Point localization data:
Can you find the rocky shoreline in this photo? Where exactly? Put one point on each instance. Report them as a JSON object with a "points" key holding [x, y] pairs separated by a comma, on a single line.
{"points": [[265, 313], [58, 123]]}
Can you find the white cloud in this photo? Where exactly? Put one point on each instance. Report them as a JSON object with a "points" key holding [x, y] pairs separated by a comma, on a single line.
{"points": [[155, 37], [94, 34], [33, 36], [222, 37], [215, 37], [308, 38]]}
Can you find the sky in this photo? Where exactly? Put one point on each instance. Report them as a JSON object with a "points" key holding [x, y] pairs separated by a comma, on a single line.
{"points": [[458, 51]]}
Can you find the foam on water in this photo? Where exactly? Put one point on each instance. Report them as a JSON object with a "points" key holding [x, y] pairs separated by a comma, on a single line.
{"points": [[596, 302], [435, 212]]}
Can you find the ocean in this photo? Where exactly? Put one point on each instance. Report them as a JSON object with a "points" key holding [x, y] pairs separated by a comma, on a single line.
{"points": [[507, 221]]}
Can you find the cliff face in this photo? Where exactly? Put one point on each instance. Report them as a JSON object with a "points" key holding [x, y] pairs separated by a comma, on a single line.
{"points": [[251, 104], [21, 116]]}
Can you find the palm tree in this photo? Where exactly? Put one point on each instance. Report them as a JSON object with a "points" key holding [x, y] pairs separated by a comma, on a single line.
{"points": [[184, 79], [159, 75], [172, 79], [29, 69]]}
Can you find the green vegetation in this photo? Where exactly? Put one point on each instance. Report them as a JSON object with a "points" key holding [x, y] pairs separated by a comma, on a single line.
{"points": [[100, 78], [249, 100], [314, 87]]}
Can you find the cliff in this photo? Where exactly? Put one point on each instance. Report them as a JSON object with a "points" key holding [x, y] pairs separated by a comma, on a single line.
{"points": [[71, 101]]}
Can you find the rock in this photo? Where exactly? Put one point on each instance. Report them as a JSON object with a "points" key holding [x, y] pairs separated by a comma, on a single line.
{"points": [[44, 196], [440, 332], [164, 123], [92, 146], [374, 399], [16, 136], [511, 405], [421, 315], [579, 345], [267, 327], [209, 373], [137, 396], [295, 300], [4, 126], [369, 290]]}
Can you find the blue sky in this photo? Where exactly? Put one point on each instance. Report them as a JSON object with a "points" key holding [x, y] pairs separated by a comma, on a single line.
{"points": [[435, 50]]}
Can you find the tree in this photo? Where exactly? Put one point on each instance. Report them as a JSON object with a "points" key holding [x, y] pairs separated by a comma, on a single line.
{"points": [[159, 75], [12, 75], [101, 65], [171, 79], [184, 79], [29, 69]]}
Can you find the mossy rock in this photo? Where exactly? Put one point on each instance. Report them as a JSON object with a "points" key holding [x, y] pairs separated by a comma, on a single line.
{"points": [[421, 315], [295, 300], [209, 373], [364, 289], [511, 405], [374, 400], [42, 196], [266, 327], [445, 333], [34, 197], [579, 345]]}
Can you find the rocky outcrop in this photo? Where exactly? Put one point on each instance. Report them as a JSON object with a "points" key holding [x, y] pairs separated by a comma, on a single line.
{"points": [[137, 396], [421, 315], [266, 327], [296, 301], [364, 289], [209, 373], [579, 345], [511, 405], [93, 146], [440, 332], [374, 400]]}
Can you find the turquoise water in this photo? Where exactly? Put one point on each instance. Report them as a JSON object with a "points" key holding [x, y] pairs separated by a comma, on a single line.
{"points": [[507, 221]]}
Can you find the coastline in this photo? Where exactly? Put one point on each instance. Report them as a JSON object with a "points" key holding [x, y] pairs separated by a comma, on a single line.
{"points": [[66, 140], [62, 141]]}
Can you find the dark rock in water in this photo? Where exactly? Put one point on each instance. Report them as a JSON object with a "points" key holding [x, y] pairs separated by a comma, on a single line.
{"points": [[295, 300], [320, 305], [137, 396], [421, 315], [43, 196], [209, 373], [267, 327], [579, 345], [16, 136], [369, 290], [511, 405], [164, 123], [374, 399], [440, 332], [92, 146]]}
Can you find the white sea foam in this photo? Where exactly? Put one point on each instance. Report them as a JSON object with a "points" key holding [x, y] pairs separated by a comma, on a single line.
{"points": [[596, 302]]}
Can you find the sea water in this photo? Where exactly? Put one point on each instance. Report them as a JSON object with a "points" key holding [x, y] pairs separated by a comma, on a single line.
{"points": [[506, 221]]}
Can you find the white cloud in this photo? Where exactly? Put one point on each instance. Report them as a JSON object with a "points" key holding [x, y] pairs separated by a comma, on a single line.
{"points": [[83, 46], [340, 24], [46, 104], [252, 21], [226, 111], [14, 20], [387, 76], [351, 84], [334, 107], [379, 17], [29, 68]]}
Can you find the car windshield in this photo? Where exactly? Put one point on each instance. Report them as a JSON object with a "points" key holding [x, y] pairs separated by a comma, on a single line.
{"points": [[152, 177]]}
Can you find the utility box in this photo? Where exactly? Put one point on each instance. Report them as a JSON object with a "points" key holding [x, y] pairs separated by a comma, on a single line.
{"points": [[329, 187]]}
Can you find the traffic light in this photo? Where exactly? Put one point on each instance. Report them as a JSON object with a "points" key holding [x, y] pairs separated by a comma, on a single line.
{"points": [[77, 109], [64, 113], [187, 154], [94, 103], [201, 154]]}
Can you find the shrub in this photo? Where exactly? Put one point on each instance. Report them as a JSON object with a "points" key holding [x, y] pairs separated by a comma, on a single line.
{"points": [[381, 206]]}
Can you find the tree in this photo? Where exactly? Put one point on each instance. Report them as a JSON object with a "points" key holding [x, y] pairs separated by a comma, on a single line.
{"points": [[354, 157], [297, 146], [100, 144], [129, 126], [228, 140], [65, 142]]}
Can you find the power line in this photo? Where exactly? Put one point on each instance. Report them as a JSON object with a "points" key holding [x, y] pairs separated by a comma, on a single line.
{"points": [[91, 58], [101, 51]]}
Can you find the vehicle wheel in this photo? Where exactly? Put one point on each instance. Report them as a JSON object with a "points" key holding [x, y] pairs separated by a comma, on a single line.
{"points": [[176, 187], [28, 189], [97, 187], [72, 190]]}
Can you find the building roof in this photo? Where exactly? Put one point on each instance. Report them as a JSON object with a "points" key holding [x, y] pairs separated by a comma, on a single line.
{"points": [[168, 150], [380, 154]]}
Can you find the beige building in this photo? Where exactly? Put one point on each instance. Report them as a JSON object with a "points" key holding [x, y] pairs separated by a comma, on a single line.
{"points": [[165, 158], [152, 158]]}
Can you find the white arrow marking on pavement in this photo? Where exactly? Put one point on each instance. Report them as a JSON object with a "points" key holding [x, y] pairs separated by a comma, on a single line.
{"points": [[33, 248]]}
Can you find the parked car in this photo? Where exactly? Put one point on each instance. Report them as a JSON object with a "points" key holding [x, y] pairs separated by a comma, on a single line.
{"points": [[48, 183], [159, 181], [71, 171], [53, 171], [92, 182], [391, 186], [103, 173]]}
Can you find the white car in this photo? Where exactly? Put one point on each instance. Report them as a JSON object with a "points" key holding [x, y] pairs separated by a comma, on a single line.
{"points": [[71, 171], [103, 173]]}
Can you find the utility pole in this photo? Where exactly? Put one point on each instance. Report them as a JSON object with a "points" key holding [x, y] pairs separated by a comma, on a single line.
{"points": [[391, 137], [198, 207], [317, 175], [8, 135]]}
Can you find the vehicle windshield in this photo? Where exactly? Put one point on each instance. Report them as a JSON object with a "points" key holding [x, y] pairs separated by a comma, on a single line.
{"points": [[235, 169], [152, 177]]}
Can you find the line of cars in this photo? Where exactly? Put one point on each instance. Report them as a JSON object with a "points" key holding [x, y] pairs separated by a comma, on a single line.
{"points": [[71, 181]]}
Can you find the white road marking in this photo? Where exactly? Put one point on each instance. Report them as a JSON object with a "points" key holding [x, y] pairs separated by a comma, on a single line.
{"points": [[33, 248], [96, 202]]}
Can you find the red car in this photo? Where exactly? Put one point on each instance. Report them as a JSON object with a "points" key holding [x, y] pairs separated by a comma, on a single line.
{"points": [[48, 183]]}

What the task asks:
Reproduce the lines from the one containing "Can you find the white road" to the end of the entries, keeping both ends and adding nothing.

Expected answer:
Can you find the white road marking in this photo? Where exactly? Put one point on each instance. Report them as a JSON object with a "points" key holding [x, y] pairs separated by a comma, on a single line.
{"points": [[33, 248], [96, 202]]}
Can you find the red car in this photo? Where exactly? Put one point on each instance. Report them as a JSON object with a "points" key holding [x, y] pairs separated by a comma, on a single line.
{"points": [[48, 183]]}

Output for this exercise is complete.